BEGIN

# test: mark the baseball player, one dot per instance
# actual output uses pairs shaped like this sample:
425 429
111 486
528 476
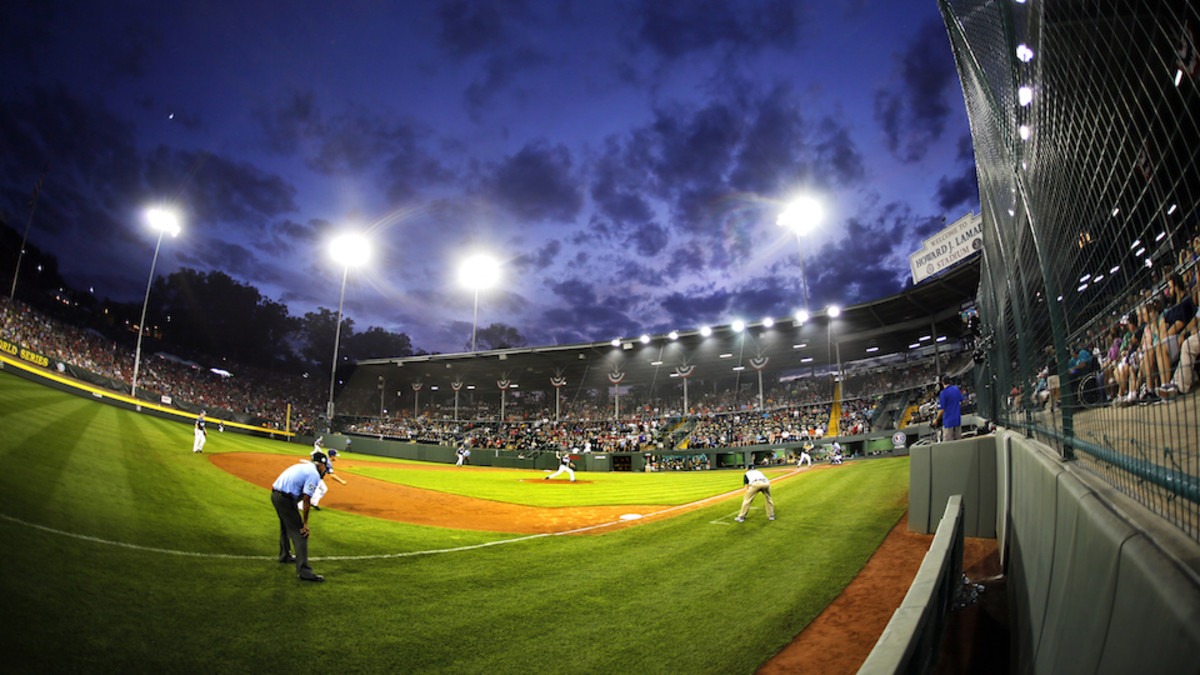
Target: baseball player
804 455
199 435
328 460
564 464
755 482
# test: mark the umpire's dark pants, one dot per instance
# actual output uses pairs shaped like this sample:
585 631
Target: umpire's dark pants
289 529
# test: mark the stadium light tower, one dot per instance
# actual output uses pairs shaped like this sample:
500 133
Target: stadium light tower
166 222
348 250
478 272
801 216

END

What is needed
Output each line above exactly. Skip the images.

The answer
# test: mark the baseball player, one dot per instance
# actual output uses pairs shaped like this sample:
425 429
111 486
528 476
Target: baseball player
804 455
199 435
328 460
564 464
755 482
# test: mark the umpire's dark pants, one dot per instance
# actual output uses pairs shaped like this sample:
585 631
Target: umpire's dark pants
289 529
# test: mark the stadium light tower, one dot per instance
# actual output uses pairs shaped like this sample:
500 133
Target: stadium light tower
166 222
348 250
478 272
801 216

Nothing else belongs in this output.